This is my adopted goth fetus named "Cringe". Hooray fetus!


And time passes
06.28.04 (1:50 pm)   [edit]
The weeks went by uneventfully. I planned and carried out the staff Christmas party with happy enthusiasm. It was there that I had my next encounter with Spud. The people from Regina came up to have a joint party with us.

It wasn't until after many drinks and an evening of gambling, when Spud approached me with another demand. Grossberger was sitting at the table with us, watching the exchange of coded banter with great interest. The threat of exposure was so near that I immediately agreed to Spud's request.

By the next morning, my brain was much too swollen to remember exactly what had transpired the night before. I thought that I had given Spud the slip, since he was returning home that day, until...I found a 5 lb bag of chippits in my mailbox. I COULDN'T BELIEVE IT! Even across the miles, he refused to release his grip on me.

::::::::::

:: TASK A ::
From the blog post, extract the passage starting with "It wasn't until" and going on through "grip on me.".
:: TASK B ::
According to the blog post, what did the writer find in the mailbox?
:: TASK C ::
Rewrite the paragraph of the blog post that begins "It wasn't until after many drinks" more briefly, keeping its main facts.

:: SOURCE EXCERPT ::
::::::::::

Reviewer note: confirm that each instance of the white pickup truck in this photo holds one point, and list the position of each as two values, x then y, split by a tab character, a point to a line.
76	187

::::::::::

:: TASK OUTPUT A ::
It wasn't until after many drinks and an evening of gambling, when Spud approached me with another demand. Grossberger was sitting at the table with us, watching the exchange of coded banter with great interest. The threat of exposure was so near that I immediately agreed to Spud's request.

By the next morning, my brain was much too swollen to remember exactly what had transpired the night before. I thought that I had given Spud the slip, since he was returning home that day, until...I found a 5 lb bag of chippits in my mailbox. I COULDN'T BELIEVE IT! Even across the miles, he refused to release his grip on me.

:: TASK OUTPUT B ::
A 5 lb bag of chippits.

:: TASK OUTPUT C ::
After many drinks and an evening of gambling, Spud made another demand while Grossberger, seated at our table, closely watched our coded banter. Fearing exposure, I agreed at once.